▶ PROVIDED DATA:
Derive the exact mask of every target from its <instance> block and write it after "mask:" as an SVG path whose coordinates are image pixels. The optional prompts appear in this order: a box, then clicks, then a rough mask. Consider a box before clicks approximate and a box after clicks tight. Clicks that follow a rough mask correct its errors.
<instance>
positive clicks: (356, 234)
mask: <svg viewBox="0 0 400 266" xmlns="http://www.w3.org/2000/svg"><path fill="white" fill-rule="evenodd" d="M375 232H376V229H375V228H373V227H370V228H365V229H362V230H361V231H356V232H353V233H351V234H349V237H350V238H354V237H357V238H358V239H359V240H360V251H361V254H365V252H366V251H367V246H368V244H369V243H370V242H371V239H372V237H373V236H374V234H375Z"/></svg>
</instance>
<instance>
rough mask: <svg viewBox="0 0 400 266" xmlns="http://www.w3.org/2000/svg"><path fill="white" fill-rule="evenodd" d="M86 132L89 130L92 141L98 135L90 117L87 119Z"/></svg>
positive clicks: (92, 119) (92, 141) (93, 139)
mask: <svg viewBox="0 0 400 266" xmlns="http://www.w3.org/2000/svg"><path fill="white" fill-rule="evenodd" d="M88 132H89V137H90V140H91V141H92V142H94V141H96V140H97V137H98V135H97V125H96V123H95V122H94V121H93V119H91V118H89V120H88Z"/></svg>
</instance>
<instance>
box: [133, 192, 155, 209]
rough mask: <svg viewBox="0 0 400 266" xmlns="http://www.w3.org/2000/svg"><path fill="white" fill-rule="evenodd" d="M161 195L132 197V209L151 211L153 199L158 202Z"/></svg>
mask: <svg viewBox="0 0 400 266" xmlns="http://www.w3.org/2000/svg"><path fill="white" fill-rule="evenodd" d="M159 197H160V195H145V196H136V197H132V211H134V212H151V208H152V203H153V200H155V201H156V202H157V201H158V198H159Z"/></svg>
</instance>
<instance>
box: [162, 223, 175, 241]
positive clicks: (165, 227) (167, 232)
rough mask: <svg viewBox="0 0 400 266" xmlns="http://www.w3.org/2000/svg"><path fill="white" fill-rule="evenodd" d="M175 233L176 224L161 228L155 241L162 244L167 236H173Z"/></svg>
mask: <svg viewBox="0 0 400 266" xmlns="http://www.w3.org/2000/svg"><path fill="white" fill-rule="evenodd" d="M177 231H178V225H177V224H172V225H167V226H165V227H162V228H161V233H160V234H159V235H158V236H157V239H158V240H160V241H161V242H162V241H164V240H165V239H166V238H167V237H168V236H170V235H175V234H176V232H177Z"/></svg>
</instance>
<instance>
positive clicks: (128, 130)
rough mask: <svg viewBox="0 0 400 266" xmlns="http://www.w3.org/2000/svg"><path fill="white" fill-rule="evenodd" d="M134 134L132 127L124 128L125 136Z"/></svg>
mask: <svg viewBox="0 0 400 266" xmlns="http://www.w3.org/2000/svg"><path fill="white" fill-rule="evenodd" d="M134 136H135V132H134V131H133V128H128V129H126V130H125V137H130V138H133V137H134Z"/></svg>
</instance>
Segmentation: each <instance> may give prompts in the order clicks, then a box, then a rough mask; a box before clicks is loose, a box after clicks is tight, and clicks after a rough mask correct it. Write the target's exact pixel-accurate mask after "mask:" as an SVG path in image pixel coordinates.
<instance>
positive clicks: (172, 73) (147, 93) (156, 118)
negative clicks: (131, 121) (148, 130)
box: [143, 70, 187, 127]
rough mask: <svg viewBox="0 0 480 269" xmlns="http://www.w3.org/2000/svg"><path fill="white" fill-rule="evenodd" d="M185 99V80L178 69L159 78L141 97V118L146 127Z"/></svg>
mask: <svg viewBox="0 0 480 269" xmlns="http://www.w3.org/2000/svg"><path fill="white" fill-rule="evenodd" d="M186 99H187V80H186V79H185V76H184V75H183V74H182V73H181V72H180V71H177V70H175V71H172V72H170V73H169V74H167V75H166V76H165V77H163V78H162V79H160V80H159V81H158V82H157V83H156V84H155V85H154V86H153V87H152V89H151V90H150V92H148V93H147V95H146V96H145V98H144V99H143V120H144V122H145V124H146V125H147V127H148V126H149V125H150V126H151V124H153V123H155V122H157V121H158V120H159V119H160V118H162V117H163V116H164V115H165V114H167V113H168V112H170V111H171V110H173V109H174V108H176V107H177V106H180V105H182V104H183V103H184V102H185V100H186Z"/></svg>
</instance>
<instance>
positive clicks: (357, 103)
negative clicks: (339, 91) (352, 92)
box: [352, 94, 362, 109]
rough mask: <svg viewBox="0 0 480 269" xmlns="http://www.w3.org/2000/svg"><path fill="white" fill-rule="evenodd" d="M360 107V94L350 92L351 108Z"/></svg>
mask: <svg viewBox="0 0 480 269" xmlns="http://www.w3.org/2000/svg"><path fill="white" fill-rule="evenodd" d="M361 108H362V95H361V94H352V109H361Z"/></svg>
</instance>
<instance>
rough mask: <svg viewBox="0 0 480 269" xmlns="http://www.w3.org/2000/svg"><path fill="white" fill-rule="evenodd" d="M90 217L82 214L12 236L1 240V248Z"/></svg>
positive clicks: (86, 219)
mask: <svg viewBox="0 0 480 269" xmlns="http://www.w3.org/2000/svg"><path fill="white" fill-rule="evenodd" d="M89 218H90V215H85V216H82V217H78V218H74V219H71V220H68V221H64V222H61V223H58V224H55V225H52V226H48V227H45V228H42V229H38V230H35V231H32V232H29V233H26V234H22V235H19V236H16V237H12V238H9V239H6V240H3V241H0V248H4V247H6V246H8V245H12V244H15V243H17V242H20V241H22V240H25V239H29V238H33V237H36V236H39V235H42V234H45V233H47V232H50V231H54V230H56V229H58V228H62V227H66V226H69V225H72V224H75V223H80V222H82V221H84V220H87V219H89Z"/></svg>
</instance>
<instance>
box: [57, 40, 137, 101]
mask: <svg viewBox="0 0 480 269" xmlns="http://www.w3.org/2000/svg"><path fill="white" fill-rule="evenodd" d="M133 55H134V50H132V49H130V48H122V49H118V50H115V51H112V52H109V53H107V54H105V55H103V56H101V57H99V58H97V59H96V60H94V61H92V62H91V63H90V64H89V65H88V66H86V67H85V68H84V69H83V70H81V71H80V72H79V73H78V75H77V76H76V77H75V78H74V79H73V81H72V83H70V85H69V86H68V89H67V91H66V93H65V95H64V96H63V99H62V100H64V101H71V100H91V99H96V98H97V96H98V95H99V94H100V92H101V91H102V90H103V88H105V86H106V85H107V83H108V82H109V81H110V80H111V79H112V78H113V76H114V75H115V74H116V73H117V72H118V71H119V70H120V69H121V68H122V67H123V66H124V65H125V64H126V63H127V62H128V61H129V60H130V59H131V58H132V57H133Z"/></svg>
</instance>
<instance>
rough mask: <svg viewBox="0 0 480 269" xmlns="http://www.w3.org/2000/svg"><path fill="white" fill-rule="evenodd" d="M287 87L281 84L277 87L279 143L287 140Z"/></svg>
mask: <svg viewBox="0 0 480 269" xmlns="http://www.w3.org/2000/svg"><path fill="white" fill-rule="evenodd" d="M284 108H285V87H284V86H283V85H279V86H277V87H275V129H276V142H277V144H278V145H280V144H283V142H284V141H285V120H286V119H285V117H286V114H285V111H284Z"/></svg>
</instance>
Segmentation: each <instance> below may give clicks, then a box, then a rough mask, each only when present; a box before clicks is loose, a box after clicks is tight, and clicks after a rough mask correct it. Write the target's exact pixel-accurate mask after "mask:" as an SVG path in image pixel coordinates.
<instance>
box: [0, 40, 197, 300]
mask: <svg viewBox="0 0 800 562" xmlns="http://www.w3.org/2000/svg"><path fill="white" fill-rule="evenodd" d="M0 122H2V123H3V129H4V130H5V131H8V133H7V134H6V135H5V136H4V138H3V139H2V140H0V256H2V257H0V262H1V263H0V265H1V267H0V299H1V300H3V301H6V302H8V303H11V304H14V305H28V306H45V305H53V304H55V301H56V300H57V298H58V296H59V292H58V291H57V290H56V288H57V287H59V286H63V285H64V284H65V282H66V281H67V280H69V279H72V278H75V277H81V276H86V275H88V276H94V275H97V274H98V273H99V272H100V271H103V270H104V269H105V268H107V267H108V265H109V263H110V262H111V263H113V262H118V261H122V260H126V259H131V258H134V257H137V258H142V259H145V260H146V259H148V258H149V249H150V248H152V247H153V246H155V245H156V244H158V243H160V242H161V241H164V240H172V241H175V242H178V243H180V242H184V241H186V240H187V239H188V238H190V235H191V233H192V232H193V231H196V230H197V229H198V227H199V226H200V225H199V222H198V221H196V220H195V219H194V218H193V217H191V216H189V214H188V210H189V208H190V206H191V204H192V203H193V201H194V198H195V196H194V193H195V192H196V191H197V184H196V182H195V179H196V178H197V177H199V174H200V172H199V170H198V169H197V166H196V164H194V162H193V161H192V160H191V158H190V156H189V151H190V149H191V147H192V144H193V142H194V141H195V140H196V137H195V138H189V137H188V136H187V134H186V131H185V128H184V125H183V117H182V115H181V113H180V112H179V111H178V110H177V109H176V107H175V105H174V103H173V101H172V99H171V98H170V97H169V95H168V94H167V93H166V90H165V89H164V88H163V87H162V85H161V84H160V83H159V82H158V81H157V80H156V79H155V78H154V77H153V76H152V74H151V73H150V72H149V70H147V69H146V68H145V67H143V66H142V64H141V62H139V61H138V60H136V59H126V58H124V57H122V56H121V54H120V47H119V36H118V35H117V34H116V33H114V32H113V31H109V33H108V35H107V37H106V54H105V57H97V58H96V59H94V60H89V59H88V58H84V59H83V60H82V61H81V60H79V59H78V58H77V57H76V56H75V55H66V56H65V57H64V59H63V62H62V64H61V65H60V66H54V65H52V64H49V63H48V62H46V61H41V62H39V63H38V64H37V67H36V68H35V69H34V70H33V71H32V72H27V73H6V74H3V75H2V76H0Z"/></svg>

▶ WHAT NEEDS TO BE DONE:
Output only an exact transcription of the lines above from the one with "132L89 130L92 141L98" up to and including the one with "box: [133, 192, 155, 209]".

▶ WRITTEN RESPONSE:
rough mask: <svg viewBox="0 0 400 266" xmlns="http://www.w3.org/2000/svg"><path fill="white" fill-rule="evenodd" d="M86 132L89 130L92 141L98 135L90 117L87 119Z"/></svg>
positive clicks: (92, 119) (92, 141) (93, 139)
mask: <svg viewBox="0 0 400 266" xmlns="http://www.w3.org/2000/svg"><path fill="white" fill-rule="evenodd" d="M88 132H89V137H90V140H91V141H92V142H94V141H96V140H97V137H98V135H97V125H96V123H95V122H94V121H93V119H91V118H89V120H88Z"/></svg>
</instance>
<instance>
box: [133, 192, 155, 209]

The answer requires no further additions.